• [READING TEXT]:
Segment Open

It’s the Christmas season and my wife has been watching “It’s a Wonderful Life.”
So, when I looked at the editorial illustration accompanying Thursday’s Chicago Sun-Times’ editorial endorsing the massive expansion of gambling, I recognized its inspiration.
When the euphemistically called “Riverboat” bill was passed amid outright lying on the house floor, not a single Republican voted for it.
I was so proud of House Republicans. (I was in remission at the time.)
That vote played to the Democrats stereotype of being the party of sin.
And, Democrats got a bonus by legalizing casino gambling.
They got more people who could call themselves “victims.”
Legitimately. They became addicted to gambling.
But, anyone who has any knowledge of Nevada politics knows the hold that the gambling industry has on state politics. The legislators don’t want to be overheard by anyone in Nevada, but at least one told the truth to a McHenry County resident at a legislative convention.
And, anyone with a brain knew that, in a state a corrupt as Illinois, gambling—not “gaming”—interests would end up controlling state politics.
Even House Speaker Mike Madigan has figured this out. Now, he’s for much stricter control, but has not taken that giant step and called for forbidding gambling interests from making political contributions.
Hey. He knows his followers want to be rewarded for their votes by more than a road here and a school there.
Look at who gave money to Republican legislative leaders Frank Watson and Tom Cross after the 2002 election debacle.
Look what large contributor is slotted to get slot machines at his racetrack.
How many years before slot machines are in off-track betting parlors like the between the hospital and the Catholic Church on Bull Valley Road in McHenry?
How soon until every gas station has casino slot machines inside like South Dakota?
Now we have chicken-hearted legislators who want to spend more money, but are afraid to raise taxes.
Generally, they want to spend it on good things, roads, schools, etc.
But they don’t want to see “hit pieces” in the mailbox saying they voted for a tax hike.
But, tell me.
If gas taxes increased in Illinois, would anyone notice?
The price of gasoline can go up or down 20 cents in 24 hours.
Why aren’t suburban and Downstate Republicans demanding that the sales tax on motor fuel be used to repair and widen roads? Illinois is one of the few states that levies both a motor fuel and a sales tax on gasoline. (Actually, the sales tax is on the price of the gasoline and the sales tax. A tax on a tax.)
House GOP Leader Tom Cross actually suggested using the sales tax on MFT to subsidize mass transit.
What an absurd suggestion for the leader of car driving Republican suburbanites and Downstaters!
No surprise when his 1992 legislative House classmate, now Governor Rod Blagojevich, agreed. He could figure out how vulnerable that would make anyone outside of Chicago.
So, maybe enough Democrats and Republicans are ready to cast a vote to turn Illinois into Potterville.
Even some in McHenry County, I’d be willing to bet.
Our children may still be able to hang signs above their doors saying,
“It’s a Wonderful Life,”
but they will be living in Potterville, Illinois.
= = = = =
The Shell Station Casino is is Souix City, Iowa. The “It’s a Wonderful Life” sign is above the door between our entryway, called the “Echo,” and our home. It’s there all year round. Keely Cat was interested in why I was out there when I took this picture. Chick on the photo to enlarge it if you want to see the sign better. The books on the stairs are the ones I’ve read since coming back from Disney World, where I got through 1400 pages while on the journey there and back, waiting, usually in line, and slacking off in the room trying to get rid of a bad cold.

Segment Closed

• [WHAT THE TASK REQUIRES]:
Decide whether each statement agrees with the post on gambling expansion, answering yes or no and quoting the words from the post that settle it. (a) No Republican voted for the "Riverboat" bill. (b) Illinois levies only a motor fuel tax on gasoline. (c) The "It's a Wonderful Life" sign is put above the door only during the Christmas season.

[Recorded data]
Segment Open

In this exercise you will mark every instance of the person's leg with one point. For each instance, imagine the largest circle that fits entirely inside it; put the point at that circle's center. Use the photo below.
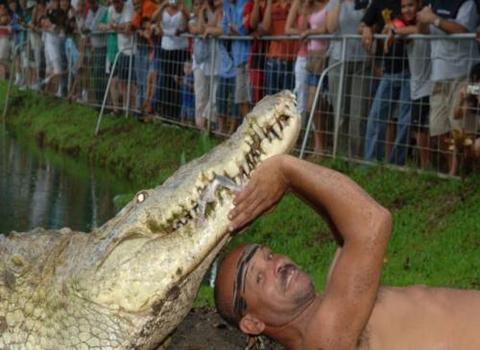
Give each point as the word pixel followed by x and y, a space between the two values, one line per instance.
pixel 377 121
pixel 357 111
pixel 222 107
pixel 141 70
pixel 439 123
pixel 287 75
pixel 402 140
pixel 271 76
pixel 318 115
pixel 242 96
pixel 301 87
pixel 201 87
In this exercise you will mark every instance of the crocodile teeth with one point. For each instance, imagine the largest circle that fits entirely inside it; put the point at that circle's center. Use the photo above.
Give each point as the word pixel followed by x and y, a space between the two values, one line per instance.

Segment Closed

• [RESULT FOR THIS TASK]:
(a) Yes: "not a single Republican voted for it."
(b) No: "Illinois is one of the few states that levies both a motor fuel and a sales tax on gasoline."
(c) No: "It’s there all year round."